» **Exercise prompt**: Copy out, word for word, the material below from its first line through the line containing "[106,169,119,176]", including both of those lines.

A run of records
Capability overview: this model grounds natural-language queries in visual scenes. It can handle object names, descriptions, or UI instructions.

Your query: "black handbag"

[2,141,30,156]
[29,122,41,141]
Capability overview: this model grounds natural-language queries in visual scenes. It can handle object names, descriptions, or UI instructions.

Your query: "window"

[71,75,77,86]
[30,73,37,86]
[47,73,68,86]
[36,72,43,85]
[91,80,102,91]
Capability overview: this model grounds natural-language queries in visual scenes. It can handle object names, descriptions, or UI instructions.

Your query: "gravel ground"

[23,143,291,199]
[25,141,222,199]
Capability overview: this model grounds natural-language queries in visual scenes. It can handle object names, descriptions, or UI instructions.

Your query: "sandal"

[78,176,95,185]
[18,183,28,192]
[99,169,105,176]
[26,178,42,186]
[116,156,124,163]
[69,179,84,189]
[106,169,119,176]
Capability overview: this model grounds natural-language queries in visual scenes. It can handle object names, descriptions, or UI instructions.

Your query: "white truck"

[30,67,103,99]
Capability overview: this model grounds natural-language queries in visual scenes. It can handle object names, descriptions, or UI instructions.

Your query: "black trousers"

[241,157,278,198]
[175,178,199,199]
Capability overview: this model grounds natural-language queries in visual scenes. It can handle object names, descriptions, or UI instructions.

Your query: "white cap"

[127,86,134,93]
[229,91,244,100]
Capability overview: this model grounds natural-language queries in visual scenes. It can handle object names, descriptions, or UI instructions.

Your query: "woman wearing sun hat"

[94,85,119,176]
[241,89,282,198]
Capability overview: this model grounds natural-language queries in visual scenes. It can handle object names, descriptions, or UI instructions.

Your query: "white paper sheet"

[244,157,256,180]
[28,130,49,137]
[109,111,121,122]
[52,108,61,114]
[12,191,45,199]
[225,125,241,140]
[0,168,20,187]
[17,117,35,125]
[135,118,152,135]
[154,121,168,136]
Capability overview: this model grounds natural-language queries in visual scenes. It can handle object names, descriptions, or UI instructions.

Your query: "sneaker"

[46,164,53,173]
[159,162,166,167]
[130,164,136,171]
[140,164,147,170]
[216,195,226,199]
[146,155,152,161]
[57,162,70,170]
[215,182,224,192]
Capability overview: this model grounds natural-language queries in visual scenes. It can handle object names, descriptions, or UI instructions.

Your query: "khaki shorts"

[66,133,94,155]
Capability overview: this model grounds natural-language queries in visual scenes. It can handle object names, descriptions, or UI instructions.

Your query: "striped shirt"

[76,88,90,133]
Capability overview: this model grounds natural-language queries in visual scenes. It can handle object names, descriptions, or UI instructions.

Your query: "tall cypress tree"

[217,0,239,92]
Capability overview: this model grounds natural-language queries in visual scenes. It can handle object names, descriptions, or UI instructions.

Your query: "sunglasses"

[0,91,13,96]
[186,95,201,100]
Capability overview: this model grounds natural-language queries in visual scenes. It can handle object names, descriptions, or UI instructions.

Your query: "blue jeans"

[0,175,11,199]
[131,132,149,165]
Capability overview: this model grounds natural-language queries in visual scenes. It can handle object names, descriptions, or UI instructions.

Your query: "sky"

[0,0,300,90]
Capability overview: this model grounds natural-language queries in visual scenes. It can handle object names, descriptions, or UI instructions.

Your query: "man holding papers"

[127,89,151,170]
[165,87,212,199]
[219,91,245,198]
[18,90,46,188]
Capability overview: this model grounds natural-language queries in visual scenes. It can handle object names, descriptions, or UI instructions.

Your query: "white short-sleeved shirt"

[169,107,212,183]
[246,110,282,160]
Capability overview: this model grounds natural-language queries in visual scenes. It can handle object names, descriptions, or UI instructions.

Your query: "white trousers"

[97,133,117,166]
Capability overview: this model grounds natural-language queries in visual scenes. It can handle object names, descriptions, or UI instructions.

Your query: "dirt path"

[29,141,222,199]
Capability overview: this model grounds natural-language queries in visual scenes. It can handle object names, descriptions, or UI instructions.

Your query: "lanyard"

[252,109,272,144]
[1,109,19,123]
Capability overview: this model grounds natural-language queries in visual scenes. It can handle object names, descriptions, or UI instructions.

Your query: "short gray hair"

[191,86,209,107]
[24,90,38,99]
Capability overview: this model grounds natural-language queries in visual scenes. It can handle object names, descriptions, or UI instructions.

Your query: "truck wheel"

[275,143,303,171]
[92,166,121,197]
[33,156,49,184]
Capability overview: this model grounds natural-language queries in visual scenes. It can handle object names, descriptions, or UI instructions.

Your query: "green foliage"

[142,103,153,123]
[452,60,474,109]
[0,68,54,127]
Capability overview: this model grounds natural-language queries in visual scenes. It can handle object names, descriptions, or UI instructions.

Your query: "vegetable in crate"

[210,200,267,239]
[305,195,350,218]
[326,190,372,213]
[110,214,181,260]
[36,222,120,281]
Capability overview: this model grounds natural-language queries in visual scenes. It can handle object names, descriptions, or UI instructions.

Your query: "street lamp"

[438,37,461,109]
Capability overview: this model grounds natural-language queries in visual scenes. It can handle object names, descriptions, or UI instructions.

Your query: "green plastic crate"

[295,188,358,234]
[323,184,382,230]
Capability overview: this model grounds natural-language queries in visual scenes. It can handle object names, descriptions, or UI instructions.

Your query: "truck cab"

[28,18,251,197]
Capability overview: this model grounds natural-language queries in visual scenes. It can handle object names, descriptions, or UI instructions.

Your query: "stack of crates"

» **Correct response**:
Capability overview: this model grounds natural-language queries in visual scenes. It can handle object names, descriptions, or UI instructions.

Your query: "black handbag"

[2,141,30,156]
[29,122,41,141]
Capability overview: this model grounds natural-language queries in visual scenes. It can handle object names, descriptions, or UI instructions.

Your query: "window"

[71,75,77,86]
[30,73,37,86]
[47,73,68,86]
[36,72,43,85]
[91,80,102,91]
Capability overview: this model grounds natural-language queries in visual scenes. It can handle object names, descriptions, or UI instructions.

Your query: "gravel ground"

[23,143,291,199]
[25,141,222,199]
Capability overview: this model grounds natural-language queries in visual scenes. It can handle object names, descriptions, or UI instructions.

Your query: "sandal"

[78,176,95,185]
[18,183,28,192]
[99,169,105,176]
[26,178,42,186]
[116,156,124,163]
[69,179,84,189]
[106,169,119,176]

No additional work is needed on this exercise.